Work to do: Copy the stretch of the records below from the line containing "Target: pumpkin stem" through the end of the records, character for character.

Image point annotation entries:
..........
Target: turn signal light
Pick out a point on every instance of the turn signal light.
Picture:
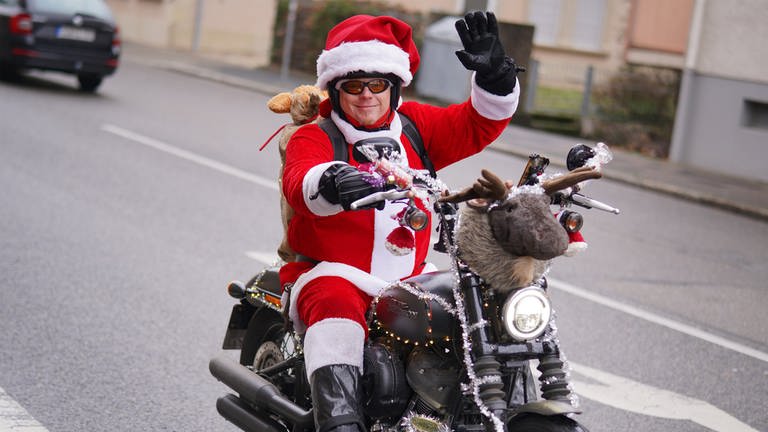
(21, 24)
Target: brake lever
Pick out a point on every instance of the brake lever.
(588, 202)
(390, 195)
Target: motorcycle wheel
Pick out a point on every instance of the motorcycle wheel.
(266, 341)
(540, 423)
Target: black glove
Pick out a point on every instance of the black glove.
(484, 54)
(344, 184)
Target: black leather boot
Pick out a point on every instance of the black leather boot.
(336, 398)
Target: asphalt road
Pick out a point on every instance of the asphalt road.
(124, 214)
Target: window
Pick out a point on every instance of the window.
(545, 15)
(577, 24)
(755, 114)
(96, 8)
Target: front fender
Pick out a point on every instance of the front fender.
(546, 408)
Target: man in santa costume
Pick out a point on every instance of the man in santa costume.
(347, 257)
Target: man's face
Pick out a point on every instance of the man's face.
(367, 106)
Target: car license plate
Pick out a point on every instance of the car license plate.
(74, 33)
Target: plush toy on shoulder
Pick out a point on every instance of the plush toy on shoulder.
(302, 103)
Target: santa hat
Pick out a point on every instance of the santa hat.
(382, 45)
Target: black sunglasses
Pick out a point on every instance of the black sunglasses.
(355, 87)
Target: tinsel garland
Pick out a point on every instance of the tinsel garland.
(473, 386)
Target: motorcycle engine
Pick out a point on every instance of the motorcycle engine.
(434, 377)
(385, 387)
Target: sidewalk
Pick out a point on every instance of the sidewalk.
(738, 195)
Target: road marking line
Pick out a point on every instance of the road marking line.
(563, 286)
(628, 395)
(187, 155)
(657, 319)
(13, 417)
(265, 258)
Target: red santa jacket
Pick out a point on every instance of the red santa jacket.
(324, 232)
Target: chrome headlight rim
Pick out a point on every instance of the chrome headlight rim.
(509, 312)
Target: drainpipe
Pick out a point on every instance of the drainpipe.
(290, 27)
(197, 27)
(680, 130)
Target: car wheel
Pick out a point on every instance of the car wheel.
(89, 83)
(9, 73)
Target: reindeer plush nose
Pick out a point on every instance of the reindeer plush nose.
(524, 226)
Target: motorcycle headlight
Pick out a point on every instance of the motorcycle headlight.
(526, 313)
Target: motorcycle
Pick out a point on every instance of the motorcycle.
(449, 350)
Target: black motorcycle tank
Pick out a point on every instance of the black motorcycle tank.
(419, 309)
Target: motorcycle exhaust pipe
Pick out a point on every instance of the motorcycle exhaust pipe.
(243, 416)
(259, 391)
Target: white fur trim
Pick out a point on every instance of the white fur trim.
(310, 186)
(494, 107)
(574, 248)
(365, 282)
(384, 264)
(367, 56)
(333, 341)
(353, 135)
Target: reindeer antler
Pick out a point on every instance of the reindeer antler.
(570, 179)
(489, 186)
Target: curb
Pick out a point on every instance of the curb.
(711, 200)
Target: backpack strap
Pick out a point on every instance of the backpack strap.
(413, 135)
(341, 152)
(339, 143)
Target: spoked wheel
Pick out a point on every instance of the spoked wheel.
(540, 423)
(267, 344)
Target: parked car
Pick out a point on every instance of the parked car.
(77, 37)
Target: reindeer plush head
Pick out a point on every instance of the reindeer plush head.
(508, 236)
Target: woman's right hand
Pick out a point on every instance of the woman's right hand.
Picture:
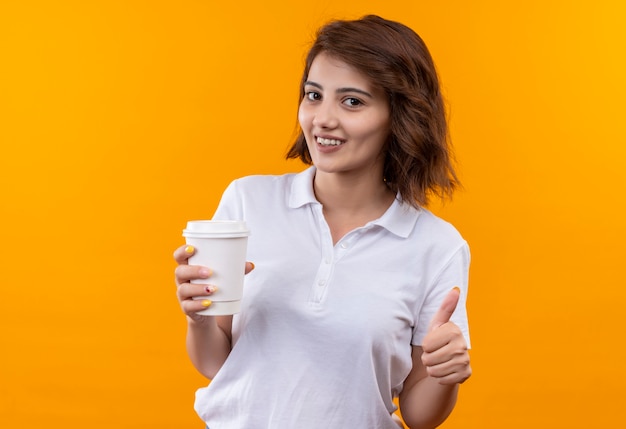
(186, 290)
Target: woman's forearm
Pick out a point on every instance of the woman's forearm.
(208, 345)
(427, 403)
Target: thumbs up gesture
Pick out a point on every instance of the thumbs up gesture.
(445, 354)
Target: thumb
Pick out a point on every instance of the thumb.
(446, 309)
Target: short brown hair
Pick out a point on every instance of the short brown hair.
(418, 158)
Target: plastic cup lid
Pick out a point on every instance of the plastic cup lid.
(216, 228)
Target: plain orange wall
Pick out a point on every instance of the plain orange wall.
(120, 120)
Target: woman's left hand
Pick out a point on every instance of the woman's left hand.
(445, 356)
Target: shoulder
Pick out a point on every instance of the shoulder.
(252, 185)
(431, 227)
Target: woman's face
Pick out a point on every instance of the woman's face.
(344, 117)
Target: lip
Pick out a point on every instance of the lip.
(327, 149)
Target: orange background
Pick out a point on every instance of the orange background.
(120, 120)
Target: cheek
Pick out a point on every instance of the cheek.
(303, 116)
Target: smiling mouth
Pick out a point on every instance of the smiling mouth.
(328, 142)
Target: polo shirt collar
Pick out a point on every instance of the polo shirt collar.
(302, 189)
(399, 219)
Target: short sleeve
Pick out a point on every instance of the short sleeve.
(455, 273)
(231, 204)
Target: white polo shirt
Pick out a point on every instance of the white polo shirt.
(325, 332)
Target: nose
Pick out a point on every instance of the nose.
(325, 115)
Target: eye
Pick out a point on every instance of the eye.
(352, 102)
(312, 95)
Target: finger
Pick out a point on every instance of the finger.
(188, 291)
(192, 306)
(446, 309)
(182, 254)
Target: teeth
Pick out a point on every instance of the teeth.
(328, 142)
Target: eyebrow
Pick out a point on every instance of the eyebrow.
(340, 90)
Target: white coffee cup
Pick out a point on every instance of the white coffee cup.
(220, 246)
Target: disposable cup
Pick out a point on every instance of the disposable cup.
(220, 246)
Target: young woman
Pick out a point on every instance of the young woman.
(358, 295)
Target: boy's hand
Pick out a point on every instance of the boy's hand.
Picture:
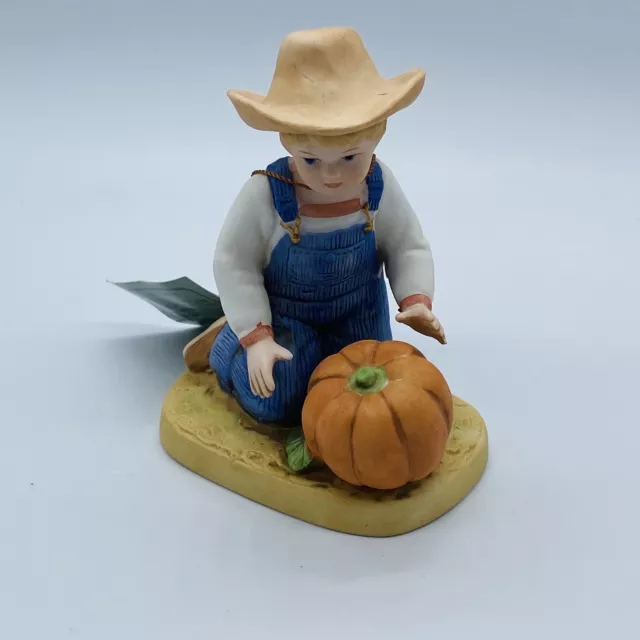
(421, 319)
(261, 357)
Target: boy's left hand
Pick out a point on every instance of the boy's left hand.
(421, 319)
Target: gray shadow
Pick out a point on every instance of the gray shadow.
(138, 370)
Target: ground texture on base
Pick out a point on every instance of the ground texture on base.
(205, 430)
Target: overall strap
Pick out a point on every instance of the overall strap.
(282, 190)
(375, 185)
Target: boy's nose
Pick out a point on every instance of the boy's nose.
(331, 171)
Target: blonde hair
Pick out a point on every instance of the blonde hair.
(375, 132)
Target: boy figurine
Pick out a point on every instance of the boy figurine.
(299, 261)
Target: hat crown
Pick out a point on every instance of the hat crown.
(330, 57)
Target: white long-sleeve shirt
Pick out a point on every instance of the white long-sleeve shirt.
(252, 229)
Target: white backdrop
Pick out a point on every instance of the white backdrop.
(119, 156)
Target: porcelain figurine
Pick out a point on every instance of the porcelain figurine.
(300, 268)
(301, 258)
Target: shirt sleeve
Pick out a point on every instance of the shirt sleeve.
(240, 255)
(406, 253)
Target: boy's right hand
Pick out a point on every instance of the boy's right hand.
(261, 356)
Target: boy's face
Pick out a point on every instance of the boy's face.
(333, 170)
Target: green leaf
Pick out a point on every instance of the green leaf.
(298, 456)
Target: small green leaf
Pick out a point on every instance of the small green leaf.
(298, 456)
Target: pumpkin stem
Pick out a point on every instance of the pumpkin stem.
(368, 380)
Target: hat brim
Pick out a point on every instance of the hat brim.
(374, 104)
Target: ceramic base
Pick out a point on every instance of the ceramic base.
..........
Solution to the exercise:
Target: pumpkin stem
Pick out a point on every instance of the pumpkin stem.
(368, 380)
Target: hat brim
Pick out a point on every instance of the hat brim.
(374, 104)
Target: ceramic base
Pick out a point on every instance of the ceramic base.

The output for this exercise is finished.